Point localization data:

- Opening Delimiter -

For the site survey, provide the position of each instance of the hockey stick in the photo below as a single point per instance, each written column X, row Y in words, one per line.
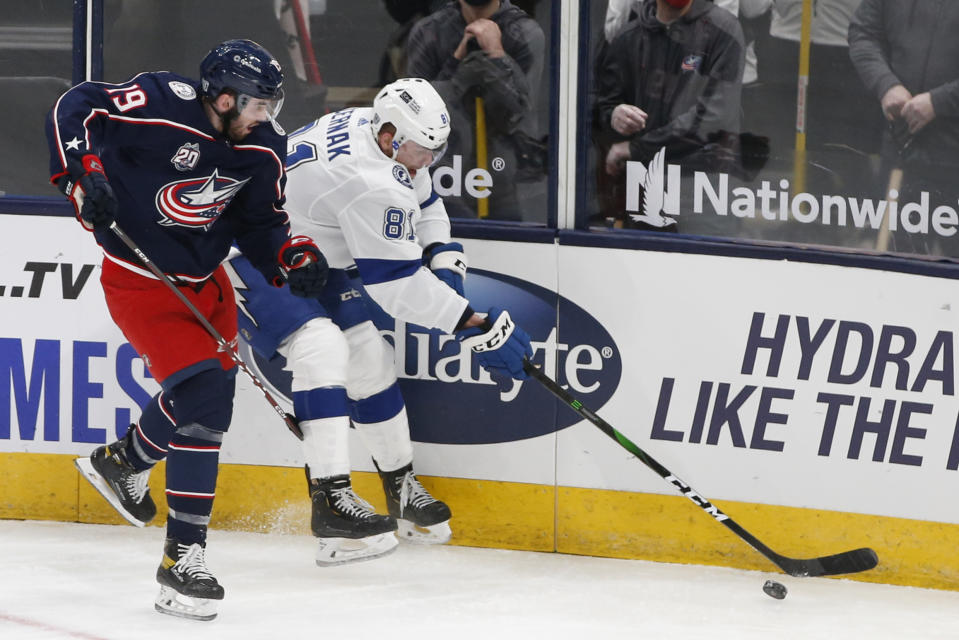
column 846, row 562
column 290, row 421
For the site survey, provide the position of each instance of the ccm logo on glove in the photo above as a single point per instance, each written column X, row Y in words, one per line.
column 494, row 338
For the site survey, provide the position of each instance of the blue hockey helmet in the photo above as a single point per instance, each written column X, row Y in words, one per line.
column 243, row 66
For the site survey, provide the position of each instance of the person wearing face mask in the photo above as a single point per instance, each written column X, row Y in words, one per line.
column 672, row 80
column 359, row 180
column 486, row 59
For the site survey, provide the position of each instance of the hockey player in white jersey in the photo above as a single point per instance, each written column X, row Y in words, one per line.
column 358, row 182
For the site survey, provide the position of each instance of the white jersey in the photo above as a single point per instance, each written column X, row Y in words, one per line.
column 364, row 209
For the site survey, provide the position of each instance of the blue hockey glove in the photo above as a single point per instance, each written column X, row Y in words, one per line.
column 88, row 188
column 500, row 345
column 448, row 263
column 305, row 267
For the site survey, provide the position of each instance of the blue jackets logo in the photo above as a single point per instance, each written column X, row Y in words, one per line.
column 451, row 400
column 196, row 202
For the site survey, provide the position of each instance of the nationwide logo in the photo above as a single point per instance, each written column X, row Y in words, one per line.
column 452, row 400
column 196, row 202
column 663, row 185
column 653, row 180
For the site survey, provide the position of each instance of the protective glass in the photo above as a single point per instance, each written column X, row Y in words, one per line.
column 260, row 109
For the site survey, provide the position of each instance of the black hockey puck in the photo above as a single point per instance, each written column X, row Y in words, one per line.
column 774, row 589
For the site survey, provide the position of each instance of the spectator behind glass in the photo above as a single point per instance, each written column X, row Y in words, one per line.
column 671, row 80
column 492, row 50
column 906, row 54
column 620, row 12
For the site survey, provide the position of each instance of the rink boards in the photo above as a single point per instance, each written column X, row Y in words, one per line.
column 815, row 404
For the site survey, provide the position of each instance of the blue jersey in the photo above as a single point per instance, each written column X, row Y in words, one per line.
column 185, row 192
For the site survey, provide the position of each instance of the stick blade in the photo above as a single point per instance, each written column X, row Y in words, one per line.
column 853, row 561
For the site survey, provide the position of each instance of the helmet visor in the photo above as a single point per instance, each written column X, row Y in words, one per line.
column 259, row 109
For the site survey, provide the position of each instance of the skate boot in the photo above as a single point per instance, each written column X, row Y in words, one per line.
column 347, row 526
column 110, row 473
column 421, row 518
column 187, row 588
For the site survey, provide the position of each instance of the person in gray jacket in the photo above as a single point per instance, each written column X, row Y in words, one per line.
column 673, row 80
column 494, row 51
column 906, row 53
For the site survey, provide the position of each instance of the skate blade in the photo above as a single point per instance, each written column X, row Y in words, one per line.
column 94, row 478
column 173, row 603
column 439, row 533
column 334, row 551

- Closing Delimiter -

Return exactly the lines from the line holding "the skate blade" to the last line of the data, with both of those lines included and nothing added.

RESULT OF THIS TASK:
For the site survey, provide the position of each instance of the skate blade in the photo above as a single point per instance, each written column X, row Y in words, one per line.
column 94, row 478
column 173, row 603
column 439, row 533
column 334, row 551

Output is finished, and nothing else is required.